* [Work instructions]
**1)** According to the compliance clause, since when has the Company been in compliance with each applicable Legal Requirement?
**2)** Resume the compliance clause after its last sentence.
____ Document
2.12 Compliance with Legal Requirements; Regulatory Compliance; Health and Safety.
(a) Except as disclosed in Part 2.12(a) of the Disclosure Schedule, the Company is, and has at all times since its incorporation, been, in compliance with each Legal Requirement that is applicable to it or to the conduct of its business, the Products, the provision of services, or the ownership of its assets, including Legal Requirements relating to privacy, money laundering, banking, import/export and employment matters. No event has occurred, and no condition or circumstance exists, that, to the Company’s Knowledge, will or could reasonably be expected to (with or without notice or lapse of time) constitute or result in a violation by the Company of, or a failure on the part of the Company to comply with, any Legal Requirement. Except as disclosed in Part 2.12(a) of the Disclosure Schedule, the Company has not received any written notice or other communication from any Person regarding any actual or possible violation of, or failure to comply with, any Legal Requirement.
________
____ Dataset rows
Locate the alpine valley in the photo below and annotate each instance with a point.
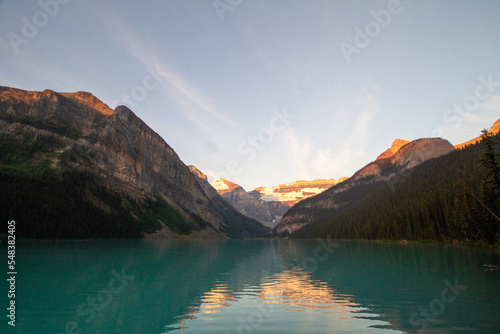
(72, 167)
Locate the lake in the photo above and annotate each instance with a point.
(252, 286)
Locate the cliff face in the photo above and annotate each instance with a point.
(389, 166)
(232, 215)
(77, 133)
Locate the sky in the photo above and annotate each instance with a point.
(268, 92)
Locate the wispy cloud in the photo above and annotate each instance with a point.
(192, 101)
(329, 163)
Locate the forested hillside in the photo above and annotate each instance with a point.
(455, 197)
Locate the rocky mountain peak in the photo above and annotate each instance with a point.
(223, 186)
(396, 145)
(197, 172)
(91, 101)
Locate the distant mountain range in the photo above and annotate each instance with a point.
(346, 209)
(71, 167)
(268, 204)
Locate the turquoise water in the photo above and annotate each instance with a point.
(252, 286)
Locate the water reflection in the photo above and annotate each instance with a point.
(257, 286)
(218, 297)
(296, 291)
(284, 293)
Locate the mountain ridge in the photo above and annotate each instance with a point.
(78, 134)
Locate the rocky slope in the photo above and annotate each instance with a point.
(77, 133)
(393, 166)
(268, 213)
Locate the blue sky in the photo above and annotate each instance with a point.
(211, 76)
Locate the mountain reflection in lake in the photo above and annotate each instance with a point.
(257, 286)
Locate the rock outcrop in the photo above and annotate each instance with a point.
(293, 192)
(124, 153)
(398, 160)
(268, 213)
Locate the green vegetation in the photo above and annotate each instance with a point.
(453, 198)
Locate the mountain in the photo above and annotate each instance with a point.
(494, 130)
(391, 167)
(235, 219)
(293, 192)
(268, 213)
(72, 167)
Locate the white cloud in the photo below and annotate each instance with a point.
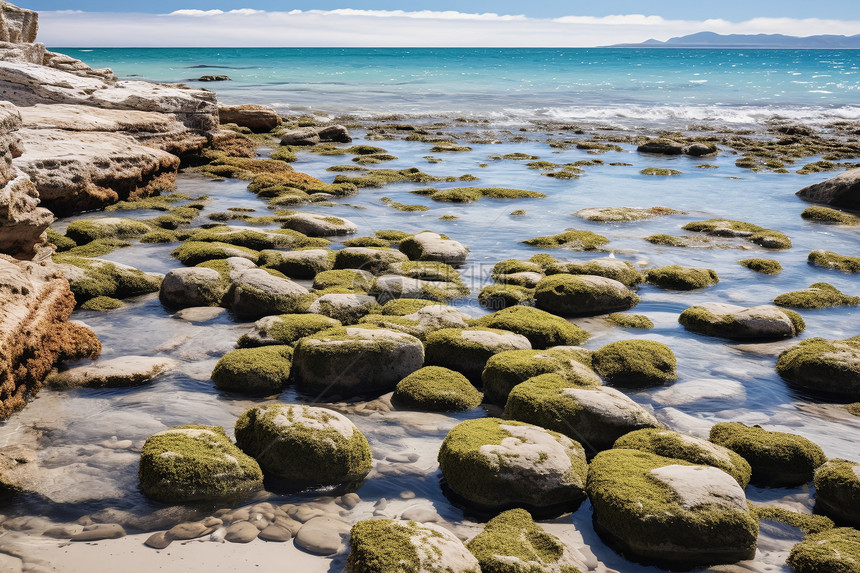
(384, 28)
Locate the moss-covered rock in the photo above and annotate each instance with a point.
(467, 350)
(356, 359)
(737, 322)
(386, 546)
(582, 295)
(572, 239)
(635, 363)
(828, 366)
(541, 328)
(196, 463)
(596, 416)
(777, 459)
(764, 266)
(285, 329)
(834, 261)
(512, 543)
(85, 230)
(678, 446)
(818, 295)
(670, 511)
(837, 491)
(766, 238)
(627, 320)
(677, 277)
(436, 389)
(614, 269)
(495, 464)
(304, 445)
(506, 370)
(834, 551)
(263, 370)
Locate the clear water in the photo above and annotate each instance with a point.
(80, 433)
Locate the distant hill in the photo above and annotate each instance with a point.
(714, 40)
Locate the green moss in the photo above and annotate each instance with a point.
(828, 215)
(834, 261)
(196, 463)
(659, 171)
(625, 320)
(504, 371)
(636, 508)
(818, 295)
(833, 551)
(576, 240)
(635, 363)
(98, 248)
(777, 459)
(766, 238)
(312, 454)
(512, 543)
(263, 370)
(191, 253)
(673, 445)
(102, 304)
(677, 277)
(764, 266)
(86, 230)
(541, 328)
(436, 389)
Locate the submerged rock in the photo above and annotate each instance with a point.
(381, 545)
(494, 464)
(304, 445)
(777, 459)
(670, 511)
(196, 463)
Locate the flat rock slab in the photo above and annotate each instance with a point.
(116, 373)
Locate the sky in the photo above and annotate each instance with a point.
(97, 23)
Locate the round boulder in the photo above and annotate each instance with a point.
(304, 445)
(494, 464)
(777, 459)
(596, 417)
(467, 350)
(582, 295)
(670, 511)
(196, 463)
(356, 359)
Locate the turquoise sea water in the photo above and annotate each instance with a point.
(624, 86)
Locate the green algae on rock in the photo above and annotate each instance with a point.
(676, 277)
(833, 551)
(571, 239)
(670, 511)
(196, 463)
(679, 446)
(304, 445)
(764, 266)
(767, 238)
(494, 464)
(594, 415)
(827, 366)
(818, 295)
(541, 328)
(834, 261)
(635, 363)
(387, 545)
(777, 459)
(436, 389)
(513, 543)
(263, 370)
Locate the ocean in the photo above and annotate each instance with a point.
(624, 87)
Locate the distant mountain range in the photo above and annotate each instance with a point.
(714, 40)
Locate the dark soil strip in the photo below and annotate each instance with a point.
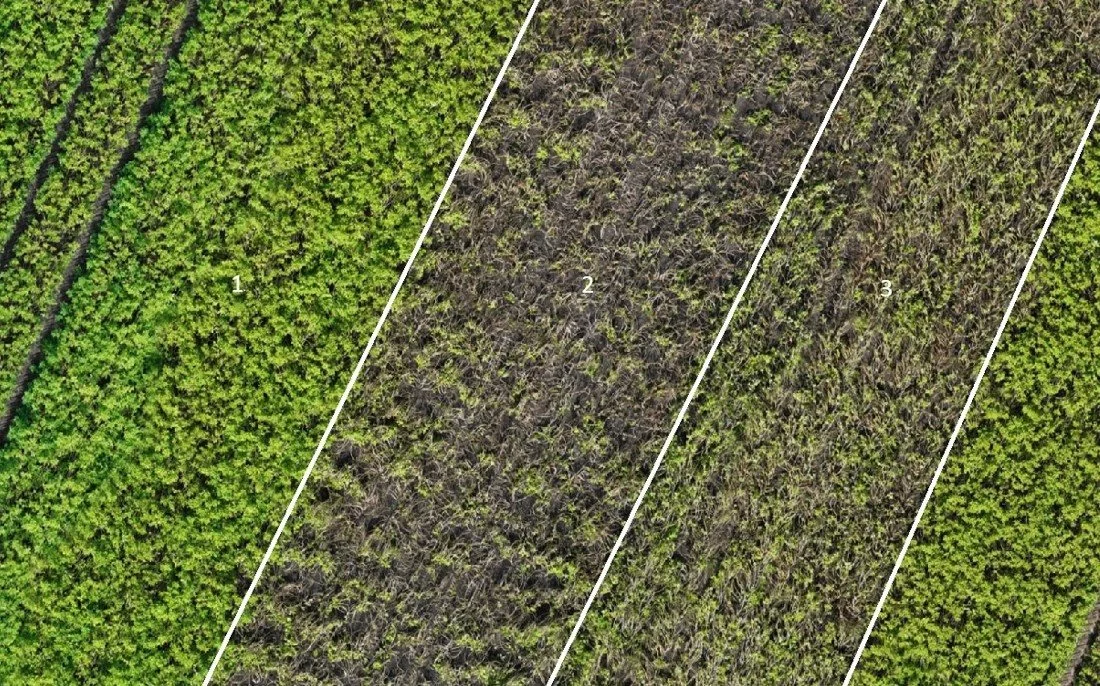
(153, 101)
(1084, 643)
(62, 131)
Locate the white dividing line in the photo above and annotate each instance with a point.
(370, 343)
(715, 344)
(974, 391)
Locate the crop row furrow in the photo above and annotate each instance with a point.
(61, 223)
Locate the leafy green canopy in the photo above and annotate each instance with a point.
(102, 119)
(299, 148)
(43, 46)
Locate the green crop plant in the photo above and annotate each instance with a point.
(102, 118)
(44, 47)
(298, 147)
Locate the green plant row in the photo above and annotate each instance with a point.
(299, 147)
(1007, 563)
(102, 120)
(43, 48)
(506, 420)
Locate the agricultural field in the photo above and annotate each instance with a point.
(488, 458)
(1005, 566)
(44, 48)
(298, 146)
(99, 137)
(207, 202)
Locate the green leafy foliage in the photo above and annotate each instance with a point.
(43, 47)
(299, 146)
(765, 542)
(103, 117)
(498, 440)
(1007, 563)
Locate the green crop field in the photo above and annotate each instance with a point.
(298, 146)
(44, 47)
(206, 203)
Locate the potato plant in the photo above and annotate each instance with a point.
(298, 147)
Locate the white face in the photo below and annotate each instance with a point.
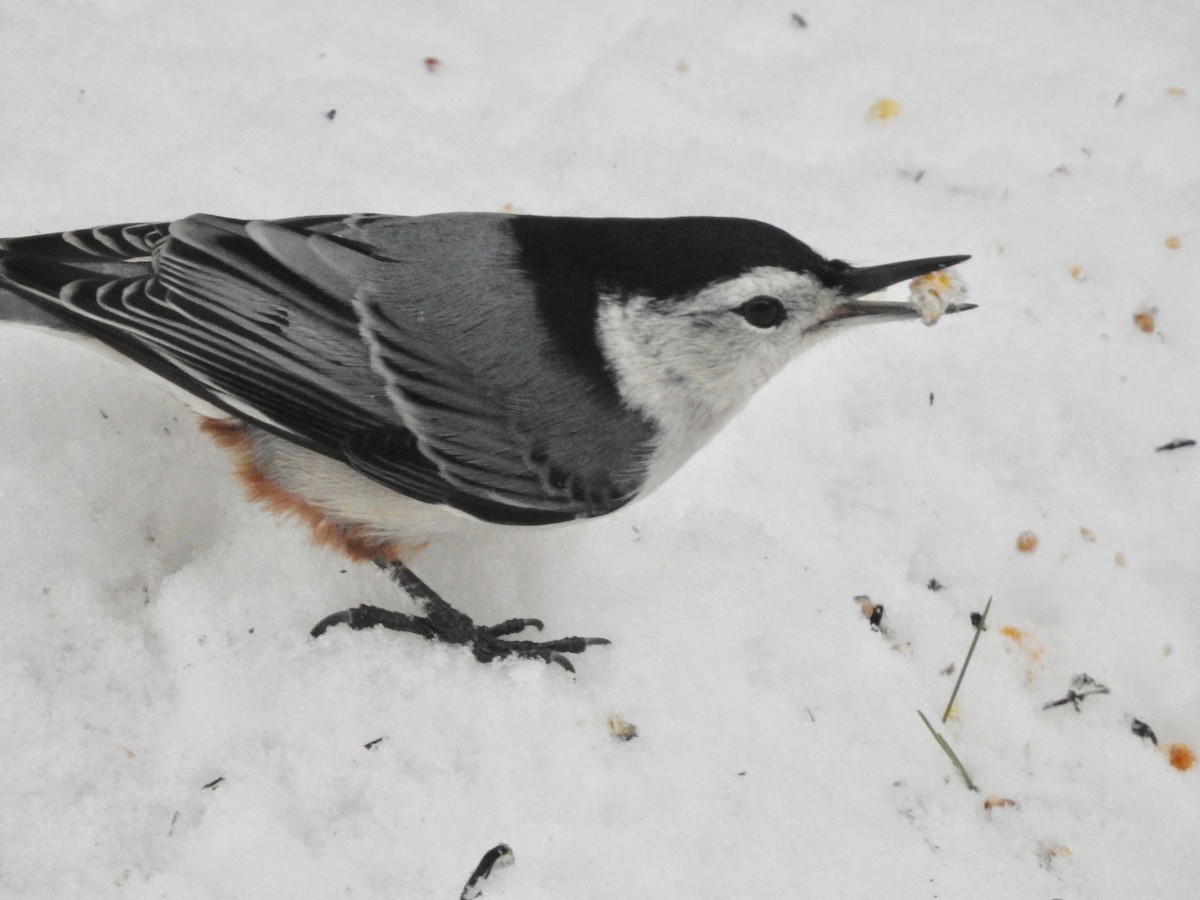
(691, 364)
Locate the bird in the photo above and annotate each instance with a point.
(389, 378)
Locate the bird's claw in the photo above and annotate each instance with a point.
(443, 623)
________
* [Outputs in order]
**1)** At all times since its incorporation.

**2)**
(b) Company Licenses. The Company has obtained, all necessary and applicable Consents, approvals, clearances, authorizations, licenses and registrations required by the Company by United States or foreign governments or Government Bodies with respect to each Product and service provided by it in the jurisdictions in which it operates (collectively, the “Company Licenses”). A list of all such Company Licenses are included in Part 2.12(b) of the Disclosure Schedule. Except as disclosed in Part 2.12(b) of the Disclosure Schedule, the Company is in compliance with all terms and conditions of each Company License and with all applicable laws pertaining thereto. The Company is in compliance with all applicable reporting requirements for all Company Licenses described above, including, but not limited to, applicable adverse event reporting requirements in the jurisdictions in which it has been issued such Company Licenses.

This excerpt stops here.